Pointing and labeling entries:
%%
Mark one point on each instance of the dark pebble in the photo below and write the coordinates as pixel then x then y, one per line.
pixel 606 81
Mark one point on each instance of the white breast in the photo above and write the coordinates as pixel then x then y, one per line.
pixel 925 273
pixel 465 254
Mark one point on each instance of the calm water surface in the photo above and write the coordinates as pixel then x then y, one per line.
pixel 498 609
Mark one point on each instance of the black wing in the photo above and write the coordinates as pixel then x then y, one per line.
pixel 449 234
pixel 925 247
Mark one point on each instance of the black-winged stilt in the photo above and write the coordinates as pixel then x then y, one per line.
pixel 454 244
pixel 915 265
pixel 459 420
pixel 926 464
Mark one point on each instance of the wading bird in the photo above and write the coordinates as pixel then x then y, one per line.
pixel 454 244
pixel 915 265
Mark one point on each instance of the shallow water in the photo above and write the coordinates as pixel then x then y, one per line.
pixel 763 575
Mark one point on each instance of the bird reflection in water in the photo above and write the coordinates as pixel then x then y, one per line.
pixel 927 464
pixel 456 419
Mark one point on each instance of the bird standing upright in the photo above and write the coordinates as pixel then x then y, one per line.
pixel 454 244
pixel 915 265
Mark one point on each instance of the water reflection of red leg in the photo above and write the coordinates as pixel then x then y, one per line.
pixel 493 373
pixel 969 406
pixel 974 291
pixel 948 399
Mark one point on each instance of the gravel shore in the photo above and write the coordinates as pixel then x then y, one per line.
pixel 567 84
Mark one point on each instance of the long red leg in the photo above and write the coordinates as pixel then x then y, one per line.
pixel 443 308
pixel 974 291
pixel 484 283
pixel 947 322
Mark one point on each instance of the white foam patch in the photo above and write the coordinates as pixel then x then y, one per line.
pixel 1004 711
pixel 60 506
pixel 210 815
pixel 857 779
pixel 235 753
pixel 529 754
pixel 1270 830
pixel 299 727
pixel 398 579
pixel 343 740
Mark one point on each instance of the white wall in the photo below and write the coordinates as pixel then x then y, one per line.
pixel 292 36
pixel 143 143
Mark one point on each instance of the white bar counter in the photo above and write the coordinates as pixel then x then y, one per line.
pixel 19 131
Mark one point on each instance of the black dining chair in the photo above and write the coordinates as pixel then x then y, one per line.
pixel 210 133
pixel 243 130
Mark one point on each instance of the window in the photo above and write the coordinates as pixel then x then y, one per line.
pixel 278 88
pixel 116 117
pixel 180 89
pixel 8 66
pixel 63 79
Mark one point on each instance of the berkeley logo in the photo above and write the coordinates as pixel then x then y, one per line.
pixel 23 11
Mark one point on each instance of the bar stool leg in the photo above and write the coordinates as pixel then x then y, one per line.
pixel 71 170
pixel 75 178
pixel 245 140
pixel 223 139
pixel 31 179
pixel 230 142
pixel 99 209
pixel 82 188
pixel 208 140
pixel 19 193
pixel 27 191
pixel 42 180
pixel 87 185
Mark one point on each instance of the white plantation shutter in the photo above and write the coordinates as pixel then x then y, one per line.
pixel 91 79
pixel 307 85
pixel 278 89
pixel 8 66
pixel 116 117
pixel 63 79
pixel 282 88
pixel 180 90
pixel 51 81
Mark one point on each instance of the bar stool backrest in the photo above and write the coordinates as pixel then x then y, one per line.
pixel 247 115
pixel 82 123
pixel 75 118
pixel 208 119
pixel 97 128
%%
▸ **Task details**
Copy out the entries word for word, starting at the line that contains "Mark one point on each instance of the white plantation" and continuing through the last line of the entries.

▸ **Solution for this exercise**
Mark one point on each instance of the white plantation shutter in the photo above and write the coordinates as pixel then x then y, one per line.
pixel 91 79
pixel 307 85
pixel 278 89
pixel 8 66
pixel 116 117
pixel 63 79
pixel 282 88
pixel 180 90
pixel 51 81
Mark one point on each instance of the bar stool backrest in the photo above and write the coordinates as pixel then x then y, one per line.
pixel 247 115
pixel 82 123
pixel 75 118
pixel 208 119
pixel 97 128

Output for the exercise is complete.